* JOB *
Copy the lines from the one containing "Find the white hand" through the one containing "pixel 265 381", and in them substitute "place" for each "drop". Leave everything else unchanged.

....................

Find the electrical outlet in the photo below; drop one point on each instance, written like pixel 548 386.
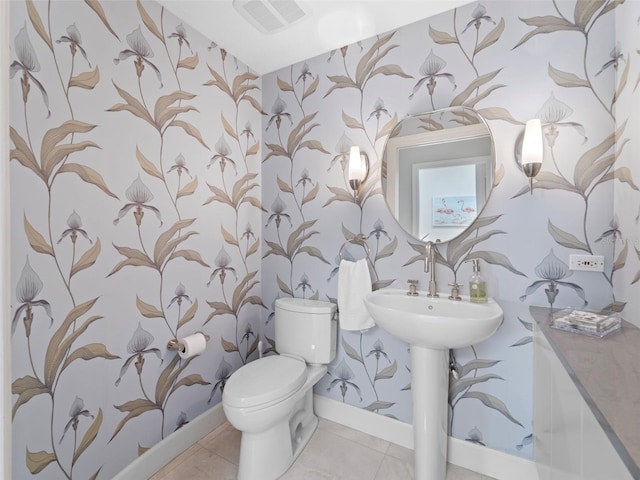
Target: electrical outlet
pixel 588 263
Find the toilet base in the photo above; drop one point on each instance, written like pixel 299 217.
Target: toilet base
pixel 268 455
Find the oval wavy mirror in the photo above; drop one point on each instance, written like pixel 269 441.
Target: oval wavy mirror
pixel 437 172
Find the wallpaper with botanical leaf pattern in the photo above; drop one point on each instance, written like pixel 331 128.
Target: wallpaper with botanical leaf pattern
pixel 510 61
pixel 136 211
pixel 160 188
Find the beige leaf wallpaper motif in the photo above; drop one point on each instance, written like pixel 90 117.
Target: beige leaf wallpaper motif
pixel 161 188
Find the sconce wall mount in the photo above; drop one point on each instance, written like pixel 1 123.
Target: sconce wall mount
pixel 529 151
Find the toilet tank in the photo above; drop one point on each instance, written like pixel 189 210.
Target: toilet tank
pixel 306 328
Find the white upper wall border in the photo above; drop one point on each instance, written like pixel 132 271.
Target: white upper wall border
pixel 330 24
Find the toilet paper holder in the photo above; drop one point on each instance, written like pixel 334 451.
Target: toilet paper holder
pixel 174 344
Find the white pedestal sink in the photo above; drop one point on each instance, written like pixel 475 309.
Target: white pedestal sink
pixel 432 326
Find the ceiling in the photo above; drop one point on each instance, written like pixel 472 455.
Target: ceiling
pixel 327 25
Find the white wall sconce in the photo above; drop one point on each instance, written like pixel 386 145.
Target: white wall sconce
pixel 358 168
pixel 532 150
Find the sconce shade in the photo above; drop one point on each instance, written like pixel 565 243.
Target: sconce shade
pixel 532 147
pixel 358 167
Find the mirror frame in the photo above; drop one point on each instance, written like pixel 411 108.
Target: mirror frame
pixel 396 142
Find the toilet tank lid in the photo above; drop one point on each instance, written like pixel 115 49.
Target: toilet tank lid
pixel 305 305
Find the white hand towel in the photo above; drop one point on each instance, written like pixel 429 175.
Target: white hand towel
pixel 354 282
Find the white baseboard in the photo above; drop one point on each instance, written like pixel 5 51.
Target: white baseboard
pixel 486 461
pixel 166 450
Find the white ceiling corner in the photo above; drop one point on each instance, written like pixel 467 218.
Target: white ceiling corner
pixel 329 24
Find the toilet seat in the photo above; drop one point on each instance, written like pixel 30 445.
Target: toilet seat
pixel 265 381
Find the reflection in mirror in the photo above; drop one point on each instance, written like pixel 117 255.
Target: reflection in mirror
pixel 437 172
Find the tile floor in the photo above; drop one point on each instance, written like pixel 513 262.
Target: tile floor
pixel 334 452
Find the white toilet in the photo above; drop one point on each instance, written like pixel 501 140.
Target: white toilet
pixel 270 400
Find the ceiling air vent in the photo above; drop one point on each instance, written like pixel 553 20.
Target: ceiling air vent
pixel 269 16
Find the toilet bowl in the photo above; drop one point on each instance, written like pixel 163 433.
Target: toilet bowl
pixel 270 400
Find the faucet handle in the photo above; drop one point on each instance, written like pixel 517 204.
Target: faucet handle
pixel 455 291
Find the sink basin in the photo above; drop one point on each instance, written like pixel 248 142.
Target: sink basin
pixel 431 326
pixel 437 323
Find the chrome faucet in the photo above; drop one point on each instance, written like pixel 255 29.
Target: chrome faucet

....................

* ANSWER TO THIS TASK *
Find the white hand towel in the photo above; place one point on each instance, written like pixel 429 175.
Target: white hand towel
pixel 354 282
Find the white baseboard in the photo above; place one point on each instance, written like pixel 5 51.
Target: white baseboard
pixel 486 461
pixel 166 450
Find the white ceiling corner in the photo above; place one point on each instance, written like pixel 467 218.
Target: white ceiling corner
pixel 329 24
Find the toilet seat in the photo above; place one point on each instance, written like pixel 30 445.
Target: toilet seat
pixel 265 381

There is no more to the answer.